Below are the entries. Transcribe exactly the lines from the one with "wiper in this photo as integer pixel values." through the one with "of the yellow", ends included, and leave out all others.

Supplied entries:
*** Begin section ***

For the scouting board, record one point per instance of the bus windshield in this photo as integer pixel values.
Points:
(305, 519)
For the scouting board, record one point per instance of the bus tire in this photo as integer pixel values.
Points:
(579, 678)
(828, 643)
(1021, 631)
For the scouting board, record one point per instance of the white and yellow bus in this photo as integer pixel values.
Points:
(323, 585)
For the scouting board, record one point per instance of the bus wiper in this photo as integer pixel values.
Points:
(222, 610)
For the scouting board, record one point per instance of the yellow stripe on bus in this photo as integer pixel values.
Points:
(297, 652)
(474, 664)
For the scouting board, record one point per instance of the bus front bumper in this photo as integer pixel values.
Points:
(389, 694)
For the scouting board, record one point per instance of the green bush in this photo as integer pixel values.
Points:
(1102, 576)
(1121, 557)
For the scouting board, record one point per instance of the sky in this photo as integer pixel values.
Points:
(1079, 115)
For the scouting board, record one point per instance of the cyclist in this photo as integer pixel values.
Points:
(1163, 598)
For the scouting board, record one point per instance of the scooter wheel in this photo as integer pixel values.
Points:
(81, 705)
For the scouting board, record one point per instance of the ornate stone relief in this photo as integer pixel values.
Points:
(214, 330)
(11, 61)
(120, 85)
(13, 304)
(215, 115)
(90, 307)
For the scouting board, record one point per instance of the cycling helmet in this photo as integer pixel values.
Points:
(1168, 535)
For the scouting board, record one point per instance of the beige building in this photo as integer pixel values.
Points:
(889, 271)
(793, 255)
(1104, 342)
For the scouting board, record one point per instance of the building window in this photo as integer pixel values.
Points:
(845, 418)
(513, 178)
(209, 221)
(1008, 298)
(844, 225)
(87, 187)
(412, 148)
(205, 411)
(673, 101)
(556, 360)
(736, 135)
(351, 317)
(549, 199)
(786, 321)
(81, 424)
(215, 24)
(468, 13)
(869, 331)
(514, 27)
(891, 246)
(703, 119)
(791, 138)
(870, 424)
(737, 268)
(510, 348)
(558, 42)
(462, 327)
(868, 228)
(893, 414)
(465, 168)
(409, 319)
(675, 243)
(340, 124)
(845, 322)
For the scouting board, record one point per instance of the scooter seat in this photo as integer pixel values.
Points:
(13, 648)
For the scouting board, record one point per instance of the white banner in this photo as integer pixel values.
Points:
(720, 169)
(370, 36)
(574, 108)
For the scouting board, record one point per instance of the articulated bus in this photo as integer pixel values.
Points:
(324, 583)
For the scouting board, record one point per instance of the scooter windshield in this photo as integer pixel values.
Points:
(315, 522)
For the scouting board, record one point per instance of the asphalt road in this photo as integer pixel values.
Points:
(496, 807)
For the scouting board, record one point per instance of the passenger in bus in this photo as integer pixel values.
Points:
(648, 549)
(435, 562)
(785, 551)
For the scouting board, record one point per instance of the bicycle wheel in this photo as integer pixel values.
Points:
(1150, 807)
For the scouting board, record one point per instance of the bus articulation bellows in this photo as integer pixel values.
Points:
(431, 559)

*** End section ***

Answer area:
For the scouting board, record one point per instance of the bus wiper in this photo as integer pixel values.
Points:
(222, 610)
For the scouting board, record one point per instance of the yellow stripe on bus in this photo as integer pixel values.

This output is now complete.